WHAT THE EXERCISE ASKS: Set down each of the rows below word for word, leaving out the pictures.
— begin TASK INPUT —
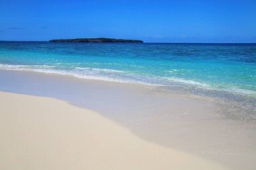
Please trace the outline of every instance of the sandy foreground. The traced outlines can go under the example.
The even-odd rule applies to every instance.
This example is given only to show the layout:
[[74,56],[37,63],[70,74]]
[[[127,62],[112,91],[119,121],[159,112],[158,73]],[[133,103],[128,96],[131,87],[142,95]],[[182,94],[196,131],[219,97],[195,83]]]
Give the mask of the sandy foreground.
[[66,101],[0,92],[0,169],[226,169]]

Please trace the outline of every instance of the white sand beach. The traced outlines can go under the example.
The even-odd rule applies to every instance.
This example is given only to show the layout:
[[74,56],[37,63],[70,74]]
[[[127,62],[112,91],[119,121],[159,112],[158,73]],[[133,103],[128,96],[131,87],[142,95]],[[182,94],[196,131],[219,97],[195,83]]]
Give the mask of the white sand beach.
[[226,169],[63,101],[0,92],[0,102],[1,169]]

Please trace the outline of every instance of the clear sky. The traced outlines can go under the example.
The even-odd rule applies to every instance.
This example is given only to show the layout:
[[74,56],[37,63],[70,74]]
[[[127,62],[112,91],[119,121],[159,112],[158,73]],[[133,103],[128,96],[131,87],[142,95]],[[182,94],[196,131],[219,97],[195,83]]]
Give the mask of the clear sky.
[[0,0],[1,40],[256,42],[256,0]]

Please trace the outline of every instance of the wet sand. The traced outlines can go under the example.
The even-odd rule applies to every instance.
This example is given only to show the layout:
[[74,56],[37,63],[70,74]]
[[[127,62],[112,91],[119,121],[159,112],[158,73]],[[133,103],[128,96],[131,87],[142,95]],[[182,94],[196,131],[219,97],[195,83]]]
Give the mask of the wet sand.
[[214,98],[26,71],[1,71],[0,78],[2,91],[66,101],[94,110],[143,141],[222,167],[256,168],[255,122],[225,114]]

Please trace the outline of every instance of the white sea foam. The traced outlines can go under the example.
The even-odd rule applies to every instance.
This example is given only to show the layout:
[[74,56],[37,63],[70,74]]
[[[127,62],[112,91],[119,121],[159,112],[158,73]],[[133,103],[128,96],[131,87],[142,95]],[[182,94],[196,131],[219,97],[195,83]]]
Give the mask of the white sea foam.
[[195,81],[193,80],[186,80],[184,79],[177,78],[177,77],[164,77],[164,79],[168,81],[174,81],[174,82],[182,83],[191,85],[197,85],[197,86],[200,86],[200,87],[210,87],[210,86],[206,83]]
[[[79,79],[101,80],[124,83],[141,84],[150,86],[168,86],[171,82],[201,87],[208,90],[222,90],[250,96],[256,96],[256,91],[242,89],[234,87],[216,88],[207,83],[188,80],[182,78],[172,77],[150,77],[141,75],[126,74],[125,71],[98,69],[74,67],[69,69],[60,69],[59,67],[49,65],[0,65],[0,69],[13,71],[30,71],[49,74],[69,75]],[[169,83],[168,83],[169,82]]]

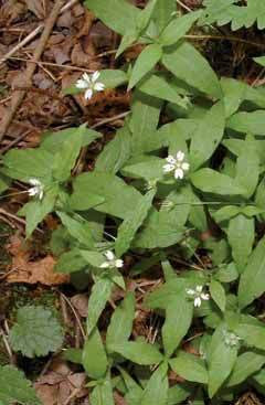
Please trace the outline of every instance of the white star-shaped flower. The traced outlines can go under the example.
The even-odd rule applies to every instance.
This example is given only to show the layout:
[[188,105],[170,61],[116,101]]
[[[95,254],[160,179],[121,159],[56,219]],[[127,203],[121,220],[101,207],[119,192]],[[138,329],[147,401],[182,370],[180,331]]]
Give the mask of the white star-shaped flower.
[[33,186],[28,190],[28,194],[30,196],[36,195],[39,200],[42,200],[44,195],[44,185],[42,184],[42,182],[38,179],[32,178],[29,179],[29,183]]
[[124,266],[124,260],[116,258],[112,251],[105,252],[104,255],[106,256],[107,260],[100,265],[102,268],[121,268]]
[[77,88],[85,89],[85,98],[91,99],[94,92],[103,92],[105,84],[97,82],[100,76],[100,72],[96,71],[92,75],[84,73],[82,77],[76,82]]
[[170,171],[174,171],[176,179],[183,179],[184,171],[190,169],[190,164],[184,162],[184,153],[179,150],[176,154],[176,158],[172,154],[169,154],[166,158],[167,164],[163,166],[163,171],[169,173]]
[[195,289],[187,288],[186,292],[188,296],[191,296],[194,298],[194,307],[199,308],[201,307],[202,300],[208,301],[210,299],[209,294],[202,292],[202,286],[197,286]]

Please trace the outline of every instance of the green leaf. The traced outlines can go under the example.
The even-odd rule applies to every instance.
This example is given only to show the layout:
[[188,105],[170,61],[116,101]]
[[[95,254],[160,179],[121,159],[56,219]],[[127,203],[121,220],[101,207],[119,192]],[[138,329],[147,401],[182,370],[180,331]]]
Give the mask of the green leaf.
— end TASK INPUT —
ANSWER TO THIS TASK:
Please trace the outline of every instance of the sandy foreground. The traced outlines can go under the example.
The even-odd rule applies to every instance.
This example is given only to show the layout:
[[74,56],[37,63],[70,74]]
[[[127,62],[112,91],[119,121],[159,112],[158,73]],[[133,103],[128,96],[131,87],[142,95]],[[182,94],[196,131],[219,97],[195,83]]]
Give the mask of the sandy foreground.
[[66,101],[0,92],[0,169],[226,169]]

Please trace the outline of every instance of the white sand beach. The traced outlines can go under the example.
The even-odd rule applies to every instance.
This example is given only to show the layout:
[[74,56],[37,63],[70,74]]
[[[127,62],[112,91],[119,121],[159,112],[158,73]],[[133,103],[128,96],[131,87],[142,95]],[[182,94],[196,131],[219,97],[195,83]]]
Give the mask of the white sand beach.
[[226,169],[63,101],[0,92],[0,102],[1,169]]

Please trace the outline of every instance of the clear sky. The traced outlines can go under the example.
The even-odd rule applies to every instance.
This example is given only to show the layout:
[[74,56],[37,63],[70,74]]
[[[127,62],[112,91],[119,121],[159,112],[158,73]],[[133,103],[128,96],[131,87],[142,95]],[[182,94],[196,131],[219,97],[195,83]]]
Give the mask of the clear sky.
[[0,0],[1,40],[256,42],[256,0]]

Please trace the outline of every instance of the wet sand. The traced outlines can go under the example.
The even-odd rule applies to every instance.
This example is given only to show the layout:
[[74,56],[37,63],[70,74]]
[[[127,62],[112,91],[119,121],[159,112],[158,73]],[[133,103],[128,96],[131,87],[142,95]],[[182,94],[196,131],[219,97],[195,83]]]
Give the mask of the wet sand.
[[214,98],[26,71],[1,71],[0,78],[2,91],[66,101],[94,110],[143,141],[222,167],[256,168],[255,122],[225,114]]

Please trace the outline of every instance of the white sea foam. The traced outlines can go under the example.
The even-odd rule applies to every instance.
This example is given only to show the layout:
[[74,56],[37,63],[70,74]]
[[[127,62],[112,91],[119,121],[159,112],[158,73]],[[133,103],[128,96],[131,87],[142,95]],[[182,94],[196,131],[219,97],[195,83]]]
Give the mask of the white sea foam.
[[195,81],[193,80],[186,80],[184,79],[177,78],[177,77],[164,77],[164,79],[168,81],[174,81],[174,82],[182,83],[191,85],[197,85],[197,86],[200,86],[200,87],[210,87],[210,86],[206,83]]
[[[79,79],[101,80],[124,83],[141,84],[150,86],[168,86],[171,82],[201,87],[208,90],[222,90],[250,96],[256,96],[256,91],[242,89],[234,87],[216,88],[207,83],[188,80],[182,78],[172,77],[150,77],[141,75],[126,74],[125,71],[98,69],[74,67],[69,69],[60,69],[59,67],[49,65],[0,65],[0,69],[13,71],[30,71],[49,74],[69,75]],[[169,83],[168,83],[169,82]]]

Please trace the outline of every instance of the white star-shaped flower. The traced outlines can go under the example.
The even-odd rule applies to every instance.
This example is given only to show the layout:
[[188,105],[170,61],[116,101]]
[[[95,254],[160,179],[121,159],[56,219]],[[127,203],[121,220],[101,207],[119,192]],[[138,329],[147,401],[182,370],[180,331]]]
Give the mask of the white star-shaped flower.
[[33,186],[28,190],[28,194],[30,196],[36,195],[39,200],[42,200],[44,195],[44,185],[42,184],[42,182],[38,179],[32,178],[29,179],[29,183]]
[[124,266],[124,260],[116,258],[112,251],[105,252],[104,255],[106,256],[107,260],[100,265],[102,268],[121,268]]
[[77,88],[85,89],[85,98],[91,99],[94,92],[103,92],[105,84],[97,82],[100,76],[100,72],[96,71],[92,75],[84,73],[82,77],[76,82]]
[[170,171],[174,171],[176,179],[183,179],[184,171],[190,169],[190,164],[184,162],[184,153],[179,150],[176,154],[176,158],[172,154],[169,154],[166,158],[167,164],[163,166],[163,171],[169,173]]
[[195,289],[187,288],[186,292],[188,296],[191,296],[194,298],[194,307],[199,308],[201,307],[202,300],[208,301],[210,299],[209,294],[202,292],[202,286],[197,286]]

Please trace the outline of every instance of the green leaf. The traced outlines can go under the example.
The even-odd rule applies to every instance.
This example is given only to show the layout:
[[188,105],[170,61],[116,101]]
[[[95,254],[160,179],[121,159],[56,219]],[[127,203],[121,220],[101,207],[119,192]],[[138,329],[147,401],[182,370],[180,331]]]
Give the mask of the green leaf.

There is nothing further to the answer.